Work to complete:
**a.** Reproduce word for word the part of the article on program administrators that runs from "On the other" up to and including "areas of expertise.".
**b.** Which professional designations follow Arthur Seifert's name in the article on program administrators? List all of them.

Passage given:
----
IN MANY ways, life is pretty good if you're a program administrator–at least if you are an experienced administrator with proven programs. If you have an idea for a new program that's related to an existing one, you'll probably draw interest from any program insurer you approach. In fact, the insurers very well might contact you first.
On the other hand, if you're trying to get into program business, the going could be tough. Despite the softening market, insurers still are cautious and want to work primarily with underwriters who already have successful track records. Even established program administrators aren't finding it easy to sell insurers on a startup program that lies outside their current areas of expertise.
To get an idea of what life is like in today's market, we contacted several program administrators. They shared their thoughts about the opportunities they see, as well as the challenges and concerns they still face. Following are their comments.
Arthur Seifert, CPCU, CIC, RPLU
U.S. Risk/The Lighthouse Companies
New programs are back in demand, according to Art Seifert–at least those aggregated from existing business. Seifert said that was one of the messages he took away from April's midyear meeting of the Target Markets Program Administrators Association, of which he serves as president.
----
Dataset entries
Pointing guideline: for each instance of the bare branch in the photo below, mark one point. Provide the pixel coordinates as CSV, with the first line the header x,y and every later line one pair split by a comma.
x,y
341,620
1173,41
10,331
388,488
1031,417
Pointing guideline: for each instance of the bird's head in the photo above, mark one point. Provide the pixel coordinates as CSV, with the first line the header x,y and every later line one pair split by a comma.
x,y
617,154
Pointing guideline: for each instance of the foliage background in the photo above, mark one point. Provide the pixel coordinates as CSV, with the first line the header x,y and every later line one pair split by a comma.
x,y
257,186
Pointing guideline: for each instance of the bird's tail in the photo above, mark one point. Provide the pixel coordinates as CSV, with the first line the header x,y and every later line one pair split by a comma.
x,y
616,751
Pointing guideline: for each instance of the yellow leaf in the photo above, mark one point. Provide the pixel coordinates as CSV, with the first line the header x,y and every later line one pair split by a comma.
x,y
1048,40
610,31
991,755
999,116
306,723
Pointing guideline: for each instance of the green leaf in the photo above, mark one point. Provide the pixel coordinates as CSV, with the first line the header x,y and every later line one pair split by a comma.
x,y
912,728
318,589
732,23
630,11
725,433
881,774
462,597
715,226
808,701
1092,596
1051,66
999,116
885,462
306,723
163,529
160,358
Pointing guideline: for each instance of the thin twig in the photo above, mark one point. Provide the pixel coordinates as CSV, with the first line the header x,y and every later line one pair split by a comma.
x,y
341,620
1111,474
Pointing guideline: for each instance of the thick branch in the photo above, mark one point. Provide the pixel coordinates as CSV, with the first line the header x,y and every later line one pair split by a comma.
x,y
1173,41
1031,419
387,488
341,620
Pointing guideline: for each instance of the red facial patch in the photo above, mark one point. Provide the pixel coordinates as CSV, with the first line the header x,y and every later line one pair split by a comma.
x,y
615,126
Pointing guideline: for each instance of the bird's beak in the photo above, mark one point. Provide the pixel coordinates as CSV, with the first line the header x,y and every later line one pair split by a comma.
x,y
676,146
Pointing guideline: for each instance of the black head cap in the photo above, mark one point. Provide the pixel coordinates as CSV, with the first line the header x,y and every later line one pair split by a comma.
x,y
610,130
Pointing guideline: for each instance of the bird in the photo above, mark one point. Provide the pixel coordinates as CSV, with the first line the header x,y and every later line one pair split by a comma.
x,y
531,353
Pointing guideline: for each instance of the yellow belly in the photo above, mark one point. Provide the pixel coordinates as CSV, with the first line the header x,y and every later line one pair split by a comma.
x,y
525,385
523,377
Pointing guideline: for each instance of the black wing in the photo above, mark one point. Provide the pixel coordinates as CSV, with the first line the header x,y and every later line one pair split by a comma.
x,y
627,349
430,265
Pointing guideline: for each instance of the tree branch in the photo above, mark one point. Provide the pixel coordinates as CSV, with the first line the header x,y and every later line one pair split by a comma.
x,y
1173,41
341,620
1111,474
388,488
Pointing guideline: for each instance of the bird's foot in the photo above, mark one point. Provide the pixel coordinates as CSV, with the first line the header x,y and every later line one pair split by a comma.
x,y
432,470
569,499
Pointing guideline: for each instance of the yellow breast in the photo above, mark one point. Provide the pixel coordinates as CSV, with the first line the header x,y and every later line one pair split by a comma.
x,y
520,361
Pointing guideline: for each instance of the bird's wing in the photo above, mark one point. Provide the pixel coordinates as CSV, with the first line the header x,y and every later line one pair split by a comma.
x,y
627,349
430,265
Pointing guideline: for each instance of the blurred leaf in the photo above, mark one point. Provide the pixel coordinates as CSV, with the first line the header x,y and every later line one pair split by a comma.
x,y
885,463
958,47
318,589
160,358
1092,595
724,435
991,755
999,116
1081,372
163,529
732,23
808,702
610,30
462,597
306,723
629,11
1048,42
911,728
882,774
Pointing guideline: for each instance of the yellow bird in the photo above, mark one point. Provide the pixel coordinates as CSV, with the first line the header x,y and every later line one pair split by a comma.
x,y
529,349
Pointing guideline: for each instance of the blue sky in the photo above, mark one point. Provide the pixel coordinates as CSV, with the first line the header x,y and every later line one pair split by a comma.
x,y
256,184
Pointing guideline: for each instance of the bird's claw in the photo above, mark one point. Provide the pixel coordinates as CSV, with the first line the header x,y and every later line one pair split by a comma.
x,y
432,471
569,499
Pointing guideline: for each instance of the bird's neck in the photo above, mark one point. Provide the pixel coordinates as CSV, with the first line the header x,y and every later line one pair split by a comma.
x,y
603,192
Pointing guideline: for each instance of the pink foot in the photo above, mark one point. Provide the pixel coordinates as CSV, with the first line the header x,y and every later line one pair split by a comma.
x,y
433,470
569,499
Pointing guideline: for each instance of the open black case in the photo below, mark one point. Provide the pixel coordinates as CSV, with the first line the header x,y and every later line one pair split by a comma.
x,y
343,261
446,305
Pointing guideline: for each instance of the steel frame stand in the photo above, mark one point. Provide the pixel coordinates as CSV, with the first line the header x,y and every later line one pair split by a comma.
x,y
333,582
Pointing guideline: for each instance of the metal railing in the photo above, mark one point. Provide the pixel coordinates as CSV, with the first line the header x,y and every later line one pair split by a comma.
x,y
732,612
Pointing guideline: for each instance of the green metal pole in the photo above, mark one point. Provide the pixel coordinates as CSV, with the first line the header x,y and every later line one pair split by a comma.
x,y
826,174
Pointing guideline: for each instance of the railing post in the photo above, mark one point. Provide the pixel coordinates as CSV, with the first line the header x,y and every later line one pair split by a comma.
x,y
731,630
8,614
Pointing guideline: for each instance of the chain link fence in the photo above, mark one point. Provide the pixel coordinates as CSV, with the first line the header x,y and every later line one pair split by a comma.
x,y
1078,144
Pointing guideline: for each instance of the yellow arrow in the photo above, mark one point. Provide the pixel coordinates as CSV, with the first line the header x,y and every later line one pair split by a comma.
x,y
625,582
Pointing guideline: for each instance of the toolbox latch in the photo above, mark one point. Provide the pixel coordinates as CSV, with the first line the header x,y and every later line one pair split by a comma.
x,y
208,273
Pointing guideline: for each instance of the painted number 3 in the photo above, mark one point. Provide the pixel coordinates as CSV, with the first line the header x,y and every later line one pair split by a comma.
----
Solutions:
**a.**
On the other hand, if you're trying to get into program business, the going could be tough. Despite the softening market, insurers still are cautious and want to work primarily with underwriters who already have successful track records. Even established program administrators aren't finding it easy to sell insurers on a startup program that lies outside their current areas of expertise.

**b.**
CPCU
CIC
RPLU